Given instruction: Will you quote all of the entries, word for word?

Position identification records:
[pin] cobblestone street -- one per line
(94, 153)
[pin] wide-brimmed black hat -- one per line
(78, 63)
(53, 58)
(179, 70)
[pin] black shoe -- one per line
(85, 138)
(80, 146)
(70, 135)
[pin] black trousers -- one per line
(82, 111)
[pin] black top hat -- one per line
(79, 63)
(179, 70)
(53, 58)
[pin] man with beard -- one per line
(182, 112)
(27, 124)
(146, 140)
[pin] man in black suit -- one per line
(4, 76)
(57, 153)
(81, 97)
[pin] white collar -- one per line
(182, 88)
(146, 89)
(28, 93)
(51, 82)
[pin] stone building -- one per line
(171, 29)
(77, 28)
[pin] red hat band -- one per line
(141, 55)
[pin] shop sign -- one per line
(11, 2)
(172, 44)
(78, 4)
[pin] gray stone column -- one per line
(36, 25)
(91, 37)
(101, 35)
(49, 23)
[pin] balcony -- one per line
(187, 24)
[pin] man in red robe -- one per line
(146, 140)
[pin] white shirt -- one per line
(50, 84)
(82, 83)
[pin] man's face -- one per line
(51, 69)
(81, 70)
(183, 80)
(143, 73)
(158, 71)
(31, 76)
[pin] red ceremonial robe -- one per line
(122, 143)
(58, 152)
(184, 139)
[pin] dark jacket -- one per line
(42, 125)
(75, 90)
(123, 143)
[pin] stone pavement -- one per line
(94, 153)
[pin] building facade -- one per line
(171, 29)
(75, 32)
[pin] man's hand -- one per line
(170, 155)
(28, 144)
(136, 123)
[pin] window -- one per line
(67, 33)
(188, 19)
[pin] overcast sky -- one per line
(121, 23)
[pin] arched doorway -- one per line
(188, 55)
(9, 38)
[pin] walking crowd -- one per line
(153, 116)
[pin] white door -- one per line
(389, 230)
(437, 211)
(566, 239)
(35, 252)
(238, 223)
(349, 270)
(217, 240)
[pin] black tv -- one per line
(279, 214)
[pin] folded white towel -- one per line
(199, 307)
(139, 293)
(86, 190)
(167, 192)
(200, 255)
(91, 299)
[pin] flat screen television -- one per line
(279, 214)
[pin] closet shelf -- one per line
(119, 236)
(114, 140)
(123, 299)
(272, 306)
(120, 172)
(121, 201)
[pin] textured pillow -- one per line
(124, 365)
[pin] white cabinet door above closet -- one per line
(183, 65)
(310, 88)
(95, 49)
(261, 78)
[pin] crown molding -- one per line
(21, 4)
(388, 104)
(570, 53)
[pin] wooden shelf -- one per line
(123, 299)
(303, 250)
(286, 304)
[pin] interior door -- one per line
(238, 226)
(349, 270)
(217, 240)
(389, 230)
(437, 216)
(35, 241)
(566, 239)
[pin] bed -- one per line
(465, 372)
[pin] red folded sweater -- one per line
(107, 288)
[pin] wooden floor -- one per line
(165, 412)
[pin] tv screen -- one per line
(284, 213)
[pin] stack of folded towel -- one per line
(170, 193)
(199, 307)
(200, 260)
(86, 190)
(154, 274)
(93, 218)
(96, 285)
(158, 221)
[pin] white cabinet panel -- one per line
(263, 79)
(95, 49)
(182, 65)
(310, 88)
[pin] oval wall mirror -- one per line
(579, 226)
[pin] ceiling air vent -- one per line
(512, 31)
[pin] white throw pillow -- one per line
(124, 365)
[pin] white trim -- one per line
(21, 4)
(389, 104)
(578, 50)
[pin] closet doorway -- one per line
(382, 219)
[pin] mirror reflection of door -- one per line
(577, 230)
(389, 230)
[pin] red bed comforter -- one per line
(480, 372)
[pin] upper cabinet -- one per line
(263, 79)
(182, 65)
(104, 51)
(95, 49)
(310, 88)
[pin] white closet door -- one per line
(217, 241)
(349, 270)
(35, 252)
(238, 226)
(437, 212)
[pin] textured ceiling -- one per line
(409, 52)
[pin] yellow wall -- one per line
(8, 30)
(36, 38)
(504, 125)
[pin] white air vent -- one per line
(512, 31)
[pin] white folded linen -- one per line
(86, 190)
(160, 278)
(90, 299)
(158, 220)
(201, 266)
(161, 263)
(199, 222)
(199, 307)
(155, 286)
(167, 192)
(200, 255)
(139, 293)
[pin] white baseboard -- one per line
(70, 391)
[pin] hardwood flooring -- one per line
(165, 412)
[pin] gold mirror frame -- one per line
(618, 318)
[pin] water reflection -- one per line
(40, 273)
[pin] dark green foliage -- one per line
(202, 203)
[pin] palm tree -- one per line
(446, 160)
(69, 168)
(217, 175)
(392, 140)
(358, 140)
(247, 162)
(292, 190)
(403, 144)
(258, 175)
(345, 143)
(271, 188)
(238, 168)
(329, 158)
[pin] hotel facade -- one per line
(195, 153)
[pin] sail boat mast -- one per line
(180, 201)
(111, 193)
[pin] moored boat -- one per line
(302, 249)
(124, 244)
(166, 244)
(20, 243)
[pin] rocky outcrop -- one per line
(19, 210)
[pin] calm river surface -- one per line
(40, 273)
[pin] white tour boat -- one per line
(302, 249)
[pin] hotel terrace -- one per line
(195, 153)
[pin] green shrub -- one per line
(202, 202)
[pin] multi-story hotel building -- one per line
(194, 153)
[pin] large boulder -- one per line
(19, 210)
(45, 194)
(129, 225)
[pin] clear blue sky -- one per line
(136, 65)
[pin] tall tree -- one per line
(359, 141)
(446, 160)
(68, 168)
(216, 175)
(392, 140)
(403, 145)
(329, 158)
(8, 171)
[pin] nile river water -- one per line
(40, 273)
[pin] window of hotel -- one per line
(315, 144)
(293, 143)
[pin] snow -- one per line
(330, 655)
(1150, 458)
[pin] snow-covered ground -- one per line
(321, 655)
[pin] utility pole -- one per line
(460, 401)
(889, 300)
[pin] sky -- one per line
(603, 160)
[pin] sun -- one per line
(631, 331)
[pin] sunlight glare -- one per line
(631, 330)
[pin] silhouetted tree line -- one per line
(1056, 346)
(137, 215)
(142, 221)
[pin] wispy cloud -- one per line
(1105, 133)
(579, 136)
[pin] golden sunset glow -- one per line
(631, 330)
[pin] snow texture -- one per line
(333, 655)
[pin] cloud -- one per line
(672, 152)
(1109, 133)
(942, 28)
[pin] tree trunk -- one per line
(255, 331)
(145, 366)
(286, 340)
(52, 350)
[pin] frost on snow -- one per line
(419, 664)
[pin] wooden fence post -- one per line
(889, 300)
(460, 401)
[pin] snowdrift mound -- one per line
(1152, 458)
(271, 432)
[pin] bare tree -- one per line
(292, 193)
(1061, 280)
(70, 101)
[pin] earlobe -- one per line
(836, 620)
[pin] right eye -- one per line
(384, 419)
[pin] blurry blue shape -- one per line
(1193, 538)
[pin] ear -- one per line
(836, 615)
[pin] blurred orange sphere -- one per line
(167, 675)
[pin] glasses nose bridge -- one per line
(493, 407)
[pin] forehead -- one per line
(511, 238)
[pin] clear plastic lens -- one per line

Exercise answer:
[pin] cobblestone street -- one per line
(94, 153)
[pin] wide-brimmed black hat -- one per line
(78, 63)
(53, 58)
(179, 70)
[pin] black shoe -- one per line
(85, 138)
(80, 146)
(70, 135)
[pin] black trousers -- one per line
(82, 111)
[pin] black top hat -- one per line
(79, 63)
(179, 70)
(53, 58)
[pin] man with beard -- one per line
(182, 112)
(27, 124)
(146, 140)
[pin] man in black suit -- one per line
(4, 76)
(57, 153)
(81, 97)
[pin] white collar -- one per line
(182, 88)
(146, 89)
(28, 93)
(51, 82)
[pin] stone building -- one per line
(171, 29)
(77, 28)
[pin] red hat band -- one per line
(141, 55)
[pin] shop sign -- one per line
(11, 2)
(172, 44)
(78, 4)
[pin] gray stone column -- one per line
(36, 25)
(91, 37)
(101, 35)
(49, 23)
[pin] balcony -- one per line
(187, 24)
[pin] man in red robe -- one per line
(146, 140)
[pin] white shirt -- one per line
(50, 84)
(82, 83)
[pin] man's face -- one per line
(51, 69)
(81, 70)
(183, 80)
(143, 73)
(158, 71)
(31, 76)
[pin] red ceremonial robe -- one per line
(122, 143)
(58, 152)
(184, 139)
[pin] dark jacket -- one per line
(42, 125)
(75, 90)
(123, 143)
[pin] stone pavement -- one per line
(94, 153)
[pin] building facade -- one per line
(171, 29)
(75, 32)
[pin] man's hand -- one per line
(170, 155)
(28, 144)
(136, 123)
[pin] window -- one per line
(67, 33)
(188, 19)
[pin] overcast sky -- one per line
(121, 23)
[pin] arched doorway -- one per line
(188, 55)
(9, 38)
[pin] walking crowd -- one per line
(153, 116)
[pin] white door -- one per line
(389, 230)
(437, 211)
(566, 239)
(35, 252)
(238, 223)
(349, 270)
(217, 240)
[pin] black tv -- one per line
(279, 214)
[pin] folded white towel -- one per line
(199, 307)
(139, 293)
(86, 190)
(167, 192)
(200, 255)
(91, 299)
[pin] flat screen television -- one per line
(279, 214)
[pin] closet shelf -- one per line
(119, 236)
(114, 140)
(123, 299)
(272, 306)
(120, 172)
(121, 201)
[pin] textured pillow -- one per line
(124, 365)
[pin] white cabinet door above closet -- one per line
(183, 65)
(310, 88)
(95, 49)
(261, 78)
[pin] crown molding -- one per line
(21, 4)
(388, 104)
(570, 53)
[pin] wooden shelf -- one per line
(123, 299)
(303, 250)
(286, 304)
[pin] interior door -- one per line
(238, 226)
(349, 270)
(217, 240)
(389, 230)
(437, 216)
(35, 241)
(566, 239)
[pin] bed -- one per line
(465, 372)
[pin] red folded sweater -- one per line
(107, 288)
[pin] wooden floor -- one per line
(165, 412)
[pin] tv screen -- one per line
(284, 213)
[pin] stack of folded towel -- one per line
(170, 193)
(199, 307)
(200, 260)
(86, 190)
(154, 274)
(93, 218)
(96, 285)
(158, 221)
[pin] white cabinet panel -- one per line
(263, 79)
(95, 49)
(182, 65)
(310, 88)
[pin] oval wall mirror -- one per line
(579, 226)
[pin] ceiling air vent -- one per line
(512, 31)
[pin] white throw pillow -- one per line
(124, 365)
[pin] white trim -- one per line
(21, 4)
(389, 104)
(578, 50)
[pin] closet doorway -- one per line
(382, 219)
[pin] mirror reflection of door -- one per line
(577, 230)
(389, 230)
[pin] red bed comforter -- one per line
(480, 372)
[pin] upper cabinet -- one per line
(263, 79)
(182, 65)
(104, 51)
(95, 49)
(310, 88)
[pin] white closet door -- one per line
(217, 241)
(349, 270)
(35, 252)
(238, 226)
(437, 212)
[pin] textured ceiling -- one per line
(409, 52)
[pin] yellow wall -- one per line
(8, 30)
(36, 38)
(504, 125)
[pin] white air vent -- one per line
(512, 31)
[pin] white folded linen -- one per line
(86, 190)
(160, 278)
(90, 299)
(158, 220)
(201, 266)
(161, 263)
(199, 222)
(199, 307)
(155, 286)
(167, 192)
(200, 255)
(139, 293)
[pin] white baseboard -- one per line
(70, 391)
[pin] hardwood flooring -- one per line
(165, 412)
[pin] gold mirror frame -- one per line
(618, 318)
[pin] water reflection -- one per line
(40, 273)
[pin] dark green foliage -- one per line
(202, 203)
[pin] palm tree -- one per line
(446, 160)
(69, 168)
(217, 175)
(392, 140)
(358, 140)
(247, 162)
(292, 190)
(403, 144)
(258, 175)
(345, 143)
(271, 188)
(238, 168)
(329, 158)
[pin] hotel facade -- one per line
(195, 153)
[pin] sail boat mast -- one per line
(180, 201)
(111, 193)
[pin] moored boat -- one per line
(302, 249)
(124, 244)
(166, 244)
(20, 243)
[pin] rocky outcrop -- one per line
(19, 210)
[pin] calm river surface -- one per line
(40, 273)
[pin] white tour boat -- one per line
(302, 249)
[pin] hotel terrace -- one per line
(195, 153)
[pin] green shrub -- one per line
(202, 202)
[pin] multi-story hotel building -- one per line
(194, 153)
[pin] large boulder -- one per line
(19, 210)
(45, 194)
(129, 225)
[pin] clear blue sky -- one per line
(136, 65)
[pin] tall tree -- one per line
(359, 141)
(446, 160)
(68, 168)
(216, 175)
(392, 140)
(403, 145)
(329, 158)
(8, 171)
[pin] nile river water -- one per line
(40, 273)
[pin] window of hotel -- one per line
(315, 144)
(293, 143)
[pin] snow -- one per line
(330, 655)
(1150, 458)
[pin] snow-covered ground -- one per line
(321, 655)
[pin] utility pole -- one per line
(460, 401)
(889, 300)
[pin] sky -- one per line
(603, 160)
[pin] sun -- one per line
(631, 331)
[pin] sunlight glare -- one per line
(631, 330)
[pin] silhouetted tree line -- one per line
(1056, 346)
(137, 215)
(142, 221)
[pin] wispy cloud -- one per line
(1105, 133)
(579, 136)
[pin] golden sunset glow -- one per line
(631, 330)
[pin] snow texture -- one per line
(333, 655)
[pin] cloud -- one per line
(672, 152)
(1109, 133)
(942, 28)
[pin] tree trunk -- one per line
(255, 331)
(145, 366)
(286, 340)
(52, 350)
[pin] frost on snow -- one per line
(419, 664)
[pin] wooden fence post -- one per line
(889, 300)
(460, 401)
[pin] snowdrift mound -- one per line
(1152, 458)
(271, 432)
[pin] bare tree -- one per line
(292, 193)
(1061, 280)
(70, 101)
[pin] earlobe -- one per line
(836, 620)
[pin] right eye -- one per line
(384, 419)
[pin] blurry blue shape -- one per line
(1193, 538)
[pin] ear -- one per line
(836, 615)
[pin] blurred orange sphere -- one per line
(167, 675)
[pin] glasses nose bridge -- one per line
(493, 407)
[pin] forehead -- one per line
(511, 238)
[pin] clear plastic lens -- one per line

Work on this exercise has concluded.